INSTRUCTION A: Report every line of the entries below that contains the string "banner". Case counts.

TEXT:

# Coopernaut: End-to-End Driving with Cooperative Perception for Networked Vehicles

CVPR 2022

## Paper | Code | Dataset | Bibtex

 Optical sensors and learning algorithms for autonomous vehicles have dramatically advanced in the past few years. Nonetheless, the reliability of today's autonomous vehicles is hindered by the limited line-of-sight sensing capability and the brittleness of data-driven methods in handling extreme situations. With recent developments of telecommunication technologies, cooperative perception with vehicle-to-vehicle communications has become a promising paradigm to enhance autonomous driving in dangerous or emergency situations. We introduce COOPERNAUT, an end-to-end learning model that uses cross-vehicle perception for vision-based cooperative driving. Our model encodes LiDAR information into compact point-based representations that can be transmitted as messages between vehicles via realistic wireless channels. To evaluate our model, we develop AutoCastSim, a network-augmented driving simulation framework with example accident-prone scenarios. Our experiments on AutoCastSim suggest that our cooperative perception driving models lead to a 40% improvement in average success rate over egocentric driving models in these challenging driving situations and a 5 times smaller bandwidth requirement than prior work V2VNet.

DATASET CONTENT:
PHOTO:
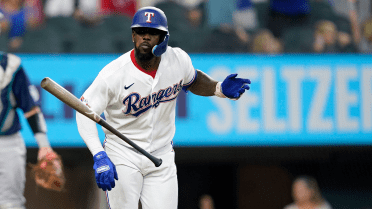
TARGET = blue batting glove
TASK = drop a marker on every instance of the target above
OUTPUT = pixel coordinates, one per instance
(105, 171)
(233, 87)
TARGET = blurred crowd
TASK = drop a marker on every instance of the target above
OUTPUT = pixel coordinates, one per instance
(197, 26)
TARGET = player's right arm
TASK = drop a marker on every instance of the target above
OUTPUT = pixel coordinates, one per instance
(96, 97)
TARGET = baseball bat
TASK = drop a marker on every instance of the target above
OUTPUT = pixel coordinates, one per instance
(75, 103)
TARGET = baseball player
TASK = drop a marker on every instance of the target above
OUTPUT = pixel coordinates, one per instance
(137, 93)
(17, 93)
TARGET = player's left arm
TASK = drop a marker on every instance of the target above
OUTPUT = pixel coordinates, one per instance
(232, 87)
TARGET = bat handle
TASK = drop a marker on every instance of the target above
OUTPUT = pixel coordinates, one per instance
(157, 161)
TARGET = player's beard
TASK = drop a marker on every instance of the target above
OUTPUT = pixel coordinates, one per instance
(143, 57)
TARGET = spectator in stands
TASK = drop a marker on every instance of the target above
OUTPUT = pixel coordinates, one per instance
(366, 42)
(35, 13)
(119, 7)
(56, 8)
(244, 15)
(306, 194)
(206, 202)
(327, 38)
(266, 43)
(14, 22)
(88, 12)
(288, 13)
(232, 19)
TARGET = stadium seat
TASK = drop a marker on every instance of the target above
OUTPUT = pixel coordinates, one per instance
(321, 10)
(67, 28)
(42, 40)
(118, 28)
(93, 40)
(3, 42)
(298, 40)
(262, 12)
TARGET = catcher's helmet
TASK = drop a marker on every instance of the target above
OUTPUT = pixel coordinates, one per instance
(152, 17)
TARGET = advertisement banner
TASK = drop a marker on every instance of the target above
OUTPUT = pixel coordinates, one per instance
(294, 100)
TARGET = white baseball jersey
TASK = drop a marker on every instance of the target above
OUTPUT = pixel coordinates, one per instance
(140, 105)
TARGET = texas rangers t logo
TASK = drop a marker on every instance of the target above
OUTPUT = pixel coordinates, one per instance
(149, 15)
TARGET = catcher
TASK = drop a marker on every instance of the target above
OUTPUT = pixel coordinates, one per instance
(18, 93)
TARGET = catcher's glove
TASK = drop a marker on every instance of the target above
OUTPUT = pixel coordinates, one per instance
(49, 173)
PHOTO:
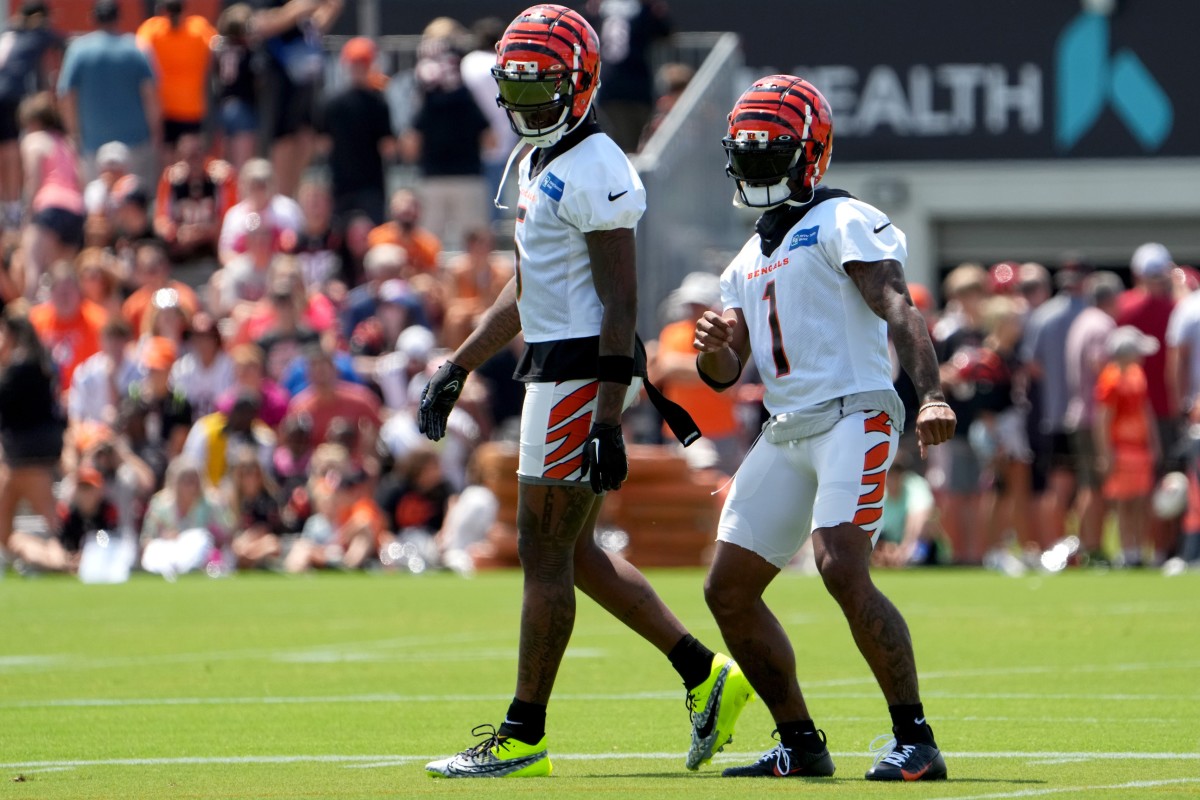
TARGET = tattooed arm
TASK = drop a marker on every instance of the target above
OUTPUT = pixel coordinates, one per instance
(501, 323)
(883, 288)
(615, 275)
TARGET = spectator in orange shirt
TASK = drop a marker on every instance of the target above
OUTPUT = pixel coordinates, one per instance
(67, 324)
(180, 49)
(675, 372)
(1126, 435)
(423, 247)
(193, 197)
(151, 271)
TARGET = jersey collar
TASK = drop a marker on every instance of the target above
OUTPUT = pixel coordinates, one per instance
(774, 224)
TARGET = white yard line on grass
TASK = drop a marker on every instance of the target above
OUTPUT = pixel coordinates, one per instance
(397, 761)
(385, 697)
(1066, 789)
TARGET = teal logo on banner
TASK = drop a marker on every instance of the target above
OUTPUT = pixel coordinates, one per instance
(1091, 78)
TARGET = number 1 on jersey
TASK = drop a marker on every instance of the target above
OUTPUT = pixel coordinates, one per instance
(783, 366)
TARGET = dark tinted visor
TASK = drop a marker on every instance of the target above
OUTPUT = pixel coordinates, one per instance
(756, 164)
(528, 94)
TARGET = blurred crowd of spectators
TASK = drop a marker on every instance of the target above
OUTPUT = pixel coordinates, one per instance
(216, 319)
(217, 322)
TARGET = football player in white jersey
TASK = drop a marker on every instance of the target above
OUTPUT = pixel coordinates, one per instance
(813, 299)
(575, 299)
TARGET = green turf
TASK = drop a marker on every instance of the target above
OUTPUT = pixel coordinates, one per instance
(1025, 680)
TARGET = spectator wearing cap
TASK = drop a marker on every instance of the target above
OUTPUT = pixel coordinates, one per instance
(1033, 283)
(131, 215)
(180, 48)
(1044, 354)
(250, 376)
(129, 481)
(477, 76)
(105, 378)
(405, 229)
(448, 137)
(673, 370)
(156, 415)
(205, 372)
(67, 324)
(83, 513)
(259, 200)
(397, 371)
(151, 274)
(954, 470)
(355, 127)
(195, 193)
(1086, 356)
(628, 31)
(1127, 444)
(327, 397)
(474, 280)
(53, 190)
(31, 50)
(99, 196)
(321, 242)
(382, 264)
(108, 94)
(216, 438)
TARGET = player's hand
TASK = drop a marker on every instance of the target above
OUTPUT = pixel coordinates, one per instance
(935, 425)
(438, 398)
(713, 332)
(604, 457)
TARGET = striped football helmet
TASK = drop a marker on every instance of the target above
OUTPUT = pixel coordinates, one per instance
(547, 70)
(779, 142)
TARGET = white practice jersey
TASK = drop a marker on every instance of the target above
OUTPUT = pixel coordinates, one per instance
(813, 336)
(589, 187)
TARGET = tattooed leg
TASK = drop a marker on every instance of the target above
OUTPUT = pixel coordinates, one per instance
(755, 638)
(549, 522)
(617, 587)
(843, 554)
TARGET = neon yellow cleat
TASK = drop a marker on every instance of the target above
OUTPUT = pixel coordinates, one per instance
(495, 757)
(715, 707)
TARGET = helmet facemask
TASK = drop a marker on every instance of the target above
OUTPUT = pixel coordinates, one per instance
(540, 104)
(772, 172)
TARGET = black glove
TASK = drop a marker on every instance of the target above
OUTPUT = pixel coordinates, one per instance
(604, 456)
(438, 398)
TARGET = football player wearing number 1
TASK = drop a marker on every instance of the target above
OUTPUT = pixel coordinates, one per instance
(574, 298)
(813, 299)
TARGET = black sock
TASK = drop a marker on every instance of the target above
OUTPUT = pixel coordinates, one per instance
(691, 660)
(525, 722)
(801, 735)
(909, 725)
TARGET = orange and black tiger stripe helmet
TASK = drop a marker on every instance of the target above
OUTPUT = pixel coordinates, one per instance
(547, 68)
(780, 130)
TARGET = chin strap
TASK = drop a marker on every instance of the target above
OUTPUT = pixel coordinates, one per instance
(504, 176)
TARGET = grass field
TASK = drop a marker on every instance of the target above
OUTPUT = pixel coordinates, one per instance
(1084, 684)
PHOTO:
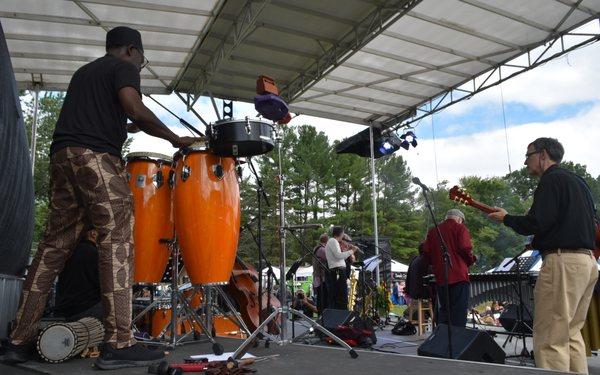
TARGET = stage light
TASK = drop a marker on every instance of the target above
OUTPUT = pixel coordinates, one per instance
(408, 138)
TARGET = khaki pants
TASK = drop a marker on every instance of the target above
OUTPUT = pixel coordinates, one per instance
(562, 296)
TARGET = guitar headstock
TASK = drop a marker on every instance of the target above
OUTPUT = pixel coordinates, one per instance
(460, 195)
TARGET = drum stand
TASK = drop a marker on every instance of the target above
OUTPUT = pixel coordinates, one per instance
(211, 306)
(177, 298)
(285, 310)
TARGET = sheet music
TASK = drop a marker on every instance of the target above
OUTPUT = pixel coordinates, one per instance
(372, 263)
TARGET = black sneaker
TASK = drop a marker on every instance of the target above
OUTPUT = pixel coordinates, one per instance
(16, 353)
(132, 356)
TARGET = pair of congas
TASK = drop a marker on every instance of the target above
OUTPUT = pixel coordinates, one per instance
(194, 195)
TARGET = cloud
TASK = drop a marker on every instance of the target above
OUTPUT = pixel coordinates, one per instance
(485, 154)
(565, 80)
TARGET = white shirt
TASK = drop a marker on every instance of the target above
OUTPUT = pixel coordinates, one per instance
(335, 255)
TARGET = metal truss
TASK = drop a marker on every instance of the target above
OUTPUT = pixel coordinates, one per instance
(240, 29)
(532, 58)
(371, 26)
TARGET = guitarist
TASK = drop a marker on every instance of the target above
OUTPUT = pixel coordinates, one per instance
(460, 250)
(562, 220)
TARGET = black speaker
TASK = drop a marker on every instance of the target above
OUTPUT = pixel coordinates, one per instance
(508, 319)
(333, 318)
(467, 344)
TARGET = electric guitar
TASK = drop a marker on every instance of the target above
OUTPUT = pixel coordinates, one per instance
(460, 195)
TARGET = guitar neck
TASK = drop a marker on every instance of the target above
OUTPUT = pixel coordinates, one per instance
(481, 206)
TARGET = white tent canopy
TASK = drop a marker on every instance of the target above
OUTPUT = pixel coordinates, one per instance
(399, 267)
(304, 272)
(365, 62)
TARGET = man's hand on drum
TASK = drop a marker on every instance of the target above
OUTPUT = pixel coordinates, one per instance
(185, 141)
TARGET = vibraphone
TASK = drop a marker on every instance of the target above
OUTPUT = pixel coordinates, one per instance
(502, 287)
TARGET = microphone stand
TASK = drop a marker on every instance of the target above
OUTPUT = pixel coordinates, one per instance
(260, 193)
(447, 265)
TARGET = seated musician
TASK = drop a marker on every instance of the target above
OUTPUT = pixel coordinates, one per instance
(458, 240)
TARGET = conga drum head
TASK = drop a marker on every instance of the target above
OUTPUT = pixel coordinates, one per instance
(240, 138)
(151, 156)
(57, 343)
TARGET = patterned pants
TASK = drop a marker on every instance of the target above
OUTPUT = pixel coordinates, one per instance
(87, 189)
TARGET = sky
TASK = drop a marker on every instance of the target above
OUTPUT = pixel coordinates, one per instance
(560, 99)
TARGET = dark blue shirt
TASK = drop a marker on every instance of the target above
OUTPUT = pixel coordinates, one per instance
(562, 213)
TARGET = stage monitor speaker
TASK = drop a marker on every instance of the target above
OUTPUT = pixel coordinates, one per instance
(508, 319)
(333, 318)
(467, 344)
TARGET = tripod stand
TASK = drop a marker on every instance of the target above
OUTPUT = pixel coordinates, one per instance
(285, 310)
(178, 299)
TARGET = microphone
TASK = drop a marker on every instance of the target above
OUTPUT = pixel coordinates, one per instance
(418, 182)
(304, 226)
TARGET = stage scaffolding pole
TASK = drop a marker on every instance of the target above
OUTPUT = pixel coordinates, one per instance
(36, 94)
(374, 190)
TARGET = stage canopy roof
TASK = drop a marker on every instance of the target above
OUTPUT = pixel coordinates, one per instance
(362, 61)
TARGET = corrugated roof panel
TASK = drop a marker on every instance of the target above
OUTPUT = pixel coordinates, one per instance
(383, 95)
(325, 108)
(376, 60)
(480, 20)
(434, 48)
(362, 105)
(443, 36)
(412, 50)
(439, 78)
(132, 16)
(332, 85)
(355, 74)
(411, 87)
(60, 8)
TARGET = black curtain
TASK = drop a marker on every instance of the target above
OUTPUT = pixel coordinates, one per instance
(16, 181)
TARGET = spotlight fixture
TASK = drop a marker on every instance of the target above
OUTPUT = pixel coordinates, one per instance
(408, 138)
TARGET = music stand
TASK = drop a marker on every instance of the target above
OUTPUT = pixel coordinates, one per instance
(520, 264)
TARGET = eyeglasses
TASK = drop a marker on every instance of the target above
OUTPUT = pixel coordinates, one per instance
(527, 155)
(145, 62)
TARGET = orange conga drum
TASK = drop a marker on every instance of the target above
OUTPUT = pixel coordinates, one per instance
(148, 175)
(207, 214)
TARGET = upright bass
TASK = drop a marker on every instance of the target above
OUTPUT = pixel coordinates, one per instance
(243, 288)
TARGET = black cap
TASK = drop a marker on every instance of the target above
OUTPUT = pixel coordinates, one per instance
(123, 35)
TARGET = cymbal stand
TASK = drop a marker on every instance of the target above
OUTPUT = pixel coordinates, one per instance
(178, 299)
(285, 310)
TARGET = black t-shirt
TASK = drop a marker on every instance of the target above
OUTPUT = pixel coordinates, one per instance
(562, 213)
(78, 286)
(92, 116)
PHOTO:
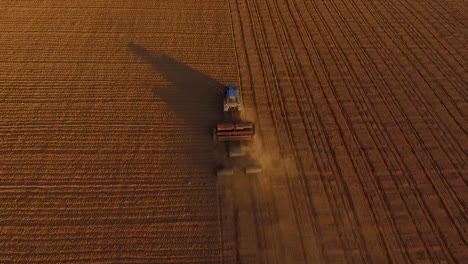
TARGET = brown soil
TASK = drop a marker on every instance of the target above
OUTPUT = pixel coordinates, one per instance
(362, 106)
(106, 109)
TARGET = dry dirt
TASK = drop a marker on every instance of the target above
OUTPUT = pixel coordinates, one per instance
(106, 109)
(362, 106)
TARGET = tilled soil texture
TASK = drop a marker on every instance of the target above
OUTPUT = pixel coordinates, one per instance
(106, 109)
(362, 109)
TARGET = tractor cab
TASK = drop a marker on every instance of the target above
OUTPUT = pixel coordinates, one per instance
(232, 101)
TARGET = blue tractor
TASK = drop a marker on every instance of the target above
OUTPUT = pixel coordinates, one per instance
(232, 100)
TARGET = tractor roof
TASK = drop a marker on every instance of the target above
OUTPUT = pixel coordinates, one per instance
(232, 92)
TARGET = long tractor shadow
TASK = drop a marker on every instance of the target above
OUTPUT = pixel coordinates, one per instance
(193, 95)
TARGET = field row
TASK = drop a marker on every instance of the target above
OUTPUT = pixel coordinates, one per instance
(369, 108)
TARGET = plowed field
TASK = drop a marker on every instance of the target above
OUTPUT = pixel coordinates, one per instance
(363, 110)
(106, 154)
(105, 116)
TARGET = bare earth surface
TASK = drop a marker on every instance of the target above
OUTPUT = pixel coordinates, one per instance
(106, 154)
(106, 109)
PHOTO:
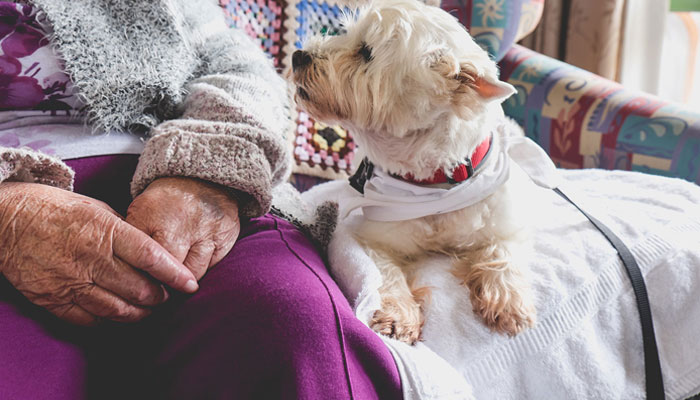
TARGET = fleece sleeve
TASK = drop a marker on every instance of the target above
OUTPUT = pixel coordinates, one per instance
(24, 165)
(233, 128)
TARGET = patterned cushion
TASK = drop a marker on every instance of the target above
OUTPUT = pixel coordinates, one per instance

INSTRUCTION B: According to the Coopernaut page, how much did the cooperative perception driving models improve average success rate over egocentric driving models?

ANSWER A:
TARGET = advertisement banner
TARGET = teal logo on banner

ANSWER B: They improved average success rate by 40%.